• YOUR TASKS:
(1) Set down the part of the rental article below word for word, starting at "Dellbridge looks at" and ending at "thorough inspection report.".
(2) In the rental article below, within how many days of moving in do most leases let tenants add to the list of defects?
___ STUDY TEXT ___
With South Africans being forced to tighten their belts even further this year, it’s becoming increasingly important for consumers to learn where and how they can save money and the rental arena is no exception.
There are a number of situations where tenants can unwittingly incur unnecessary and avoidable costs and even place themselves in a tight corner when it comes to moving to their new abode, but familiarising themselves with the rental regulations, especially regarding moving in and out inspections and deposits can save them from having to fork out for additional expenses, as well as from unnecessary stress and delays in the refund of their deposits.
This year, beleaguered South Africans have been forced to tighten their belts yet another notch or two as the impact of Covid-19 continues to bite deeper into our flailing economy and it’s becoming increasingly important for consumers to learn where and how they can save money.
“This is especially true in the rental arena where a little knowledge can go a long way,” said Lorraine-Marie Dellbridge, rentals manager for Lew Geffen Sotheby’s International Realty in Cape Town’s Southern Suburbs.
“Being familiar with the rental regulations, especially regarding moving in and out inspections and deposits can save you from having to fork out for additional expenses, as well as from unnecessary stress and delays.”
Dellbridge looks at the various situations where tenants most often come unstuck and offers sound advice about how to avoid them.
Thorough inspections when you move in and out are crucial because. The fact of the matter is that landlords and tenants often disagree on who is liable for repairs or damages to a rental property and the best way to resolve conflict and avoid the possibility of a costly legal battle is by having a thorough inspection report.
“A comprehensive report should include photographic evidence of any defects, as well as the general state of the entire property, and it should be done before the new tenant moves in with both the tenant and landlord or managing agent present and signed by both parties,” said Dellbridge.
“Most leases make allowances for tenants to add to the list of defects within seven days of moving in, so if tenants spot anything that was missed at the ingoing-inspection they should immediately notify the agent/landlord in writing and ask for it to be attached to the inspection report.
“Don’t ignore it – and make sure your email is acknowledged. The same applies to issues that arise during tenancy. Never ignore or make light of a problem because the chances are it will come back to bite you later – and by then it may cost a lot more to repair.”
Legislation dictates that tenants are entitled to earn interest on their deposits in line with savings accounts with our local banks.
However, this is often not the case, especially with private landlords who are often unaware of this obligation and the lost interest can amount to a considerable sum, especially if a tenant stays in the property for a number of years.
“Remember the law is the law and in terms of the Rental Housing Act, the LAW states a tenants deposit is to be placed in an interest-bearing account and such interest is for the benefit of the tenant.
“It’s also important to note in South Africa, we may not contract Out of Law and, as such, if your lease states anything different in terms of the handling of the deposit, then that lease is not lawful.”
According to Dellbridge, this is the stage at which tenants often incur the most loss, especially if they are relying on the return of their deposits for their new accommodation.
___ DATASET RECORDS ___
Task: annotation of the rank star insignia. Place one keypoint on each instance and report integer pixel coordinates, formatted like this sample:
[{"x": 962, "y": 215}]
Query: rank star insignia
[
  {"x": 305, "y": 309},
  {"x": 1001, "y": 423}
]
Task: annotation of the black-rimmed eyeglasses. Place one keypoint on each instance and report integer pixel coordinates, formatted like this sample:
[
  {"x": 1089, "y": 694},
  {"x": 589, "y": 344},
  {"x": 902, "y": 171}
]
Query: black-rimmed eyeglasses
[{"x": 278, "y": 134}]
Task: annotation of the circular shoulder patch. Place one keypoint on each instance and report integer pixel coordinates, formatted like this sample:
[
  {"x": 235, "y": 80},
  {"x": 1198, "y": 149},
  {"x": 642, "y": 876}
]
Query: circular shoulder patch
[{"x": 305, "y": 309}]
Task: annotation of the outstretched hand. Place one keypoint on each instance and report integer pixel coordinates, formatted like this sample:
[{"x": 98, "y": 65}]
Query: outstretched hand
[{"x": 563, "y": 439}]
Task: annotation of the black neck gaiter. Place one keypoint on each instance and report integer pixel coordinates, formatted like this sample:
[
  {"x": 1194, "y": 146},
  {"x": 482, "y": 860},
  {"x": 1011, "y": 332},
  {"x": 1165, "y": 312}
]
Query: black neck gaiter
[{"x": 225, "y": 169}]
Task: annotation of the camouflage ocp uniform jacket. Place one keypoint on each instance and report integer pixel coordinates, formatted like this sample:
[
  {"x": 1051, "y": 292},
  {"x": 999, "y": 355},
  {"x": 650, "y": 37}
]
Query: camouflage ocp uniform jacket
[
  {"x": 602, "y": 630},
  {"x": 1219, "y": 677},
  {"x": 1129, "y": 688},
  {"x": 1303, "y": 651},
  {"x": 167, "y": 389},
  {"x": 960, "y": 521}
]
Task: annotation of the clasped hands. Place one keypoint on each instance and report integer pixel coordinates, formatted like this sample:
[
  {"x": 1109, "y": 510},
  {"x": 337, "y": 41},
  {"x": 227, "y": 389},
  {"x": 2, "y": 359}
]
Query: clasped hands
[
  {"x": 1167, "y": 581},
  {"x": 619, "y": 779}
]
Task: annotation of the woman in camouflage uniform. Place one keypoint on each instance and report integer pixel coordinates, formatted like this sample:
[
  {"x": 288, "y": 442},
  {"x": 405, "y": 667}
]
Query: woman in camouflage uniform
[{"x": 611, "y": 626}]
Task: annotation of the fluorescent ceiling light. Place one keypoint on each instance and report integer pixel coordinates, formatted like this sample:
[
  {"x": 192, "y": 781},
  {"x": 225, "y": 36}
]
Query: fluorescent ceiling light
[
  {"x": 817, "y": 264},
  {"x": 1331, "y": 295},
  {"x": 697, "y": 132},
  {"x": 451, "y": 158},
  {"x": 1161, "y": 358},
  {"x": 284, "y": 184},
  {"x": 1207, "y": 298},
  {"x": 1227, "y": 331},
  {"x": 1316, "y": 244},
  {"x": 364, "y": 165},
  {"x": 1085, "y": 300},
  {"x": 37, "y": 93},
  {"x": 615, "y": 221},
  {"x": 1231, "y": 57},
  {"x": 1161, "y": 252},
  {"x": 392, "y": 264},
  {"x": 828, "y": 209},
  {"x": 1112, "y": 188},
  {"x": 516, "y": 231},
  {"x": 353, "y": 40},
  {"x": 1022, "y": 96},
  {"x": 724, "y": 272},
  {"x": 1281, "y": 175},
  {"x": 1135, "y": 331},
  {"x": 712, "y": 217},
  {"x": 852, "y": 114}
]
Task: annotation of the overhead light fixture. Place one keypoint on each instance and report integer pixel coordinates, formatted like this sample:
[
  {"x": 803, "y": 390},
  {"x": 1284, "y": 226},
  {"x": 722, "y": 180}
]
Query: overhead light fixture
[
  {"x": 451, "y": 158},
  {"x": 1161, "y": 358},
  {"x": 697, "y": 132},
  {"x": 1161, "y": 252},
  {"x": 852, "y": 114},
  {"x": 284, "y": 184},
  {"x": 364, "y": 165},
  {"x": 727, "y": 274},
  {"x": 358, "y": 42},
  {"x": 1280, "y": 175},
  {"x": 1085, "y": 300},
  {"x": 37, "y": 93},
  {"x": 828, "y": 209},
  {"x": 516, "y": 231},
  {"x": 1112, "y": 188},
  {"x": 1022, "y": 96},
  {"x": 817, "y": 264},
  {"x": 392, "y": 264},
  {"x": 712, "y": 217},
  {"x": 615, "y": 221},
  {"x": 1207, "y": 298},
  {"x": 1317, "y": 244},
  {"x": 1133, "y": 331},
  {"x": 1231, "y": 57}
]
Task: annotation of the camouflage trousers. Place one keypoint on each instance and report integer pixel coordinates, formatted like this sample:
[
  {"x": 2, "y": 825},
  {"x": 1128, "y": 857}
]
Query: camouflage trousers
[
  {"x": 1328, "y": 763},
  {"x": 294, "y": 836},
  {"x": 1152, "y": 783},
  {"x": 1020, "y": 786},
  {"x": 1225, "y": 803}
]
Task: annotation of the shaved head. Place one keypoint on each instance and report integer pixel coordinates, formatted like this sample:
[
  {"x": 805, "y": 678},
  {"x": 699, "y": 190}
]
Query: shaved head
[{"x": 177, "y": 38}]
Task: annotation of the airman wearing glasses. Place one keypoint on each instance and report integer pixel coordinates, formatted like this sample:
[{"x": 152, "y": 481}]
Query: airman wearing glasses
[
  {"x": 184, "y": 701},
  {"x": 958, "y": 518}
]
___
• ANSWERS FOR THE EXERCISE:
(1)
Dellbridge looks at the various situations where tenants most often come unstuck and offers sound advice about how to avoid them.
Thorough inspections when you move in and out are crucial because. The fact of the matter is that landlords and tenants often disagree on who is liable for repairs or damages to a rental property and the best way to resolve conflict and avoid the possibility of a costly legal battle is by having a thorough inspection report.

(2) Seven days.